| Supplied data |
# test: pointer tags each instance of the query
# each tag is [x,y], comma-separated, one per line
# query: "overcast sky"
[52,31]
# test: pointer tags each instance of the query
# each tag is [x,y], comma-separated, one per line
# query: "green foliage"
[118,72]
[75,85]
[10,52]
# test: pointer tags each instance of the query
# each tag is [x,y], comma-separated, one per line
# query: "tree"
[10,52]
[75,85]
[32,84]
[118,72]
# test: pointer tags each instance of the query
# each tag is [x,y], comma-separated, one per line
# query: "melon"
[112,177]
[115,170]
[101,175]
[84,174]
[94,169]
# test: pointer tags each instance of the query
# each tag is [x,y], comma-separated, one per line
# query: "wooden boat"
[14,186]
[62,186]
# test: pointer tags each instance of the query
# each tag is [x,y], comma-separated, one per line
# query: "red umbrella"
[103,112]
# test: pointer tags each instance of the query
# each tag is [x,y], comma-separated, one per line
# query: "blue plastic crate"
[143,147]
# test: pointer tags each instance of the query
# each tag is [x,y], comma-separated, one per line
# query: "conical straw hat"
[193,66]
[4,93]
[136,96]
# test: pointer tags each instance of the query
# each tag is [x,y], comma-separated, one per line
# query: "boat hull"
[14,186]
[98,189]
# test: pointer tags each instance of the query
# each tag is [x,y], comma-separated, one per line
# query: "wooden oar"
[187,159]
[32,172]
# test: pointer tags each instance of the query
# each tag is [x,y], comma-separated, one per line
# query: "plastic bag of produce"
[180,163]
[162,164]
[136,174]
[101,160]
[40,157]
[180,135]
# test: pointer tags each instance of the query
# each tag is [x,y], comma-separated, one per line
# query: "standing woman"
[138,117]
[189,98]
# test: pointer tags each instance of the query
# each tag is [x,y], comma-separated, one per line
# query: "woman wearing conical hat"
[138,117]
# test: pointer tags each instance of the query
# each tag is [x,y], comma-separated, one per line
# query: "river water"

| Work instructions |
Line by line, the data should be returned exactly as written.

| Problem solution |
# test: pointer tags each instance of the query
# each tag is [x,y], comma-separated, one per line
# query: "overcast sky"
[52,31]
# test: pointer tags each instance of the query
# each tag is [x,y], comma-separated, one per line
# query: "green foliage"
[118,72]
[75,85]
[10,52]
# test: pointer tags each instance of the query
# each tag is [x,y], comma-separated, one per line
# query: "tree"
[10,52]
[75,85]
[32,84]
[118,72]
# test: pointer tags each instance of the query
# each tag is [x,y], comma-separated, one per line
# query: "melon"
[112,177]
[115,170]
[101,175]
[84,174]
[94,169]
# test: pointer tags each instance of the query
# each tag is [x,y], comma-separated, one per line
# query: "wooden boat"
[14,186]
[62,186]
# test: pointer tags each instance of the query
# each tag is [x,y], comma-separated, one per line
# query: "red umbrella"
[103,112]
# test: pointer tags each instance of the query
# each tag is [x,y], comma-separated, one per line
# query: "blue plastic crate"
[143,147]
# test: pointer tags each instance of the query
# each tag is [x,y], comma-separated, one per line
# query: "conical straw hat"
[193,66]
[4,93]
[136,96]
# test: pointer tags each instance of the query
# each tag is [x,y], comma-separated, one per line
# query: "boat hull"
[14,186]
[98,189]
# test: pointer tags each instance of the query
# each tag is [x,y], comma-separated, one per line
# query: "wooden oar"
[187,159]
[32,172]
# test: pointer tags each instance of the query
# each tag is [x,y], comma-separated, one per line
# query: "plastic bag of produce"
[180,163]
[162,164]
[136,174]
[101,160]
[40,157]
[180,135]
# test: pointer tags each instance of the query
# each tag is [x,y], comma-separated, one per line
# query: "standing woman"
[138,117]
[189,98]
# test: pointer tags each instance of the query
# each tag is [x,y], comma-separated, one per line
# query: "woman wearing conical hat"
[138,117]
# test: pointer tags each instance of the query
# each tag is [x,y], comma-separated, one per line
# query: "river water"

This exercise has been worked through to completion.